● Exercise description: In the passage about sugarcane country, what did the elderly gentleman in the small cafe ask the writer?

[Extract to read — start]

A freelancer's life is often feast or famine and these last couple of months have been a blur of overlapping deadlines and assignments, leaving me on the unbalanced side of life. Still, I am grateful, a squirrel gathering the bounty before the bleakness of winter sets in.
I ended the week with a Halloween photo shoot for next year, and as I packed up the last of our set on location, I rushed out the door to go trick or treating only to return home and pack up for yet another photo shoot, one of a personal nature that I'd waited a year to bring to fruition, relying on the cycle of nature, its maturation, then harvest.
Sunday morning I awoke to a brilliant sunrise in sugarcane country, the smoke from the raw sugar mill billowing out over the horizon. The air smelled of fire and cane syrup, the road humming and electric as the big trucks moved back and forth, carrying loads of cut sugarcane. It was exhilarating, a new experience for me, but somehow deeply embedded in my DNA.
My family tree and relationships are complicated and I grew up knowing very little of my father's history until later in life. But when an elderly gentleman in a small cafe in Cajun country asked me if I was a Louisiana Stirling, one of the sugar people, I had a shock of recognition. I may not have known the details, but I have been fascinated with sugar and cane since I was a child.

[Extract to read — finish]
[Record set — start]

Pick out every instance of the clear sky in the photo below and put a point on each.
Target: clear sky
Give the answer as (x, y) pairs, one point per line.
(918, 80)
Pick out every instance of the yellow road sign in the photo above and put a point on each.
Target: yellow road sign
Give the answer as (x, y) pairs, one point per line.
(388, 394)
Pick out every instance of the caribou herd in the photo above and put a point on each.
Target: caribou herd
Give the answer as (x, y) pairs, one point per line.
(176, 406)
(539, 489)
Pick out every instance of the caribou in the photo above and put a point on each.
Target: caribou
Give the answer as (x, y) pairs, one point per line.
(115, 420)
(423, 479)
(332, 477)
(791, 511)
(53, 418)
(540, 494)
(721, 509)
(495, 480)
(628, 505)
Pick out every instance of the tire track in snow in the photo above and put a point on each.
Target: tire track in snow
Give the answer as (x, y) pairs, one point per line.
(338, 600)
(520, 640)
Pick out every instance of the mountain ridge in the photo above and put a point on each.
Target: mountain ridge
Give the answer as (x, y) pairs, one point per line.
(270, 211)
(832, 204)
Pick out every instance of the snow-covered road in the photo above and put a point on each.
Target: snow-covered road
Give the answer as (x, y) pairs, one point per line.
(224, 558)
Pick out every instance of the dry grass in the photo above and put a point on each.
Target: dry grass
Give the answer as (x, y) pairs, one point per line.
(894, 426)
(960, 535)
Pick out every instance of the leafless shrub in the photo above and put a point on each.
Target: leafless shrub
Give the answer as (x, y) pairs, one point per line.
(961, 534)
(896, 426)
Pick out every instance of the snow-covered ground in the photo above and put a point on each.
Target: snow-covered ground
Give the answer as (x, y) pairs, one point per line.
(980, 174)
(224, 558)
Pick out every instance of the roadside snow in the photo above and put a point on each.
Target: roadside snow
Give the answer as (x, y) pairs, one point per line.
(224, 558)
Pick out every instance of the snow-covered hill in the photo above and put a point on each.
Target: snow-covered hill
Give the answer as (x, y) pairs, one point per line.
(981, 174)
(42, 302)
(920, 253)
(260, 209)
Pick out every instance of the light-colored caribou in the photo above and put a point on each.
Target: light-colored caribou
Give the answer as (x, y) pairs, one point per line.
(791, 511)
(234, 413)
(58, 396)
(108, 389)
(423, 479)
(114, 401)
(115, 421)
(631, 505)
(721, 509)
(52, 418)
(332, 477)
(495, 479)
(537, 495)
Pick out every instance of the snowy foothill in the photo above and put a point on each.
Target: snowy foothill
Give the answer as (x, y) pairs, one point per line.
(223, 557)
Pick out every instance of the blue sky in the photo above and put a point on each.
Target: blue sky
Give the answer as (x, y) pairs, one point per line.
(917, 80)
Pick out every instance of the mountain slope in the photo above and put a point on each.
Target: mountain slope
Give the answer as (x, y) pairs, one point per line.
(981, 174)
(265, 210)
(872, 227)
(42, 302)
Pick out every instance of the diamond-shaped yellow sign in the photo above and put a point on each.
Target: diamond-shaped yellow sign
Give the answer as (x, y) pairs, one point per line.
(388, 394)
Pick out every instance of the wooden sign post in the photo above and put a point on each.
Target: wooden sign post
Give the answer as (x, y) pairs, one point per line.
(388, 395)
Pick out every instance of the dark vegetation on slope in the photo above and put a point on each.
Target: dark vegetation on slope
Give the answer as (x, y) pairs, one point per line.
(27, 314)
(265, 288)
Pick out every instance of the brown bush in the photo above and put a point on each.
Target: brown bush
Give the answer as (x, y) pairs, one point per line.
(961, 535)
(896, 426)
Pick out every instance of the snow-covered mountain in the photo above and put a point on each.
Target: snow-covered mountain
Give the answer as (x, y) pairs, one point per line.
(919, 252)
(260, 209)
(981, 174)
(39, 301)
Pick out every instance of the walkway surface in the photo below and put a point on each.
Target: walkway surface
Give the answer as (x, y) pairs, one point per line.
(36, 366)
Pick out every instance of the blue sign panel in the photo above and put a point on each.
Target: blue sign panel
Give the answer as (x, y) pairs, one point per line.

[Record set — finish]

● Problem solution: He asked whether the writer was a Louisiana Stirling, one of the sugar people.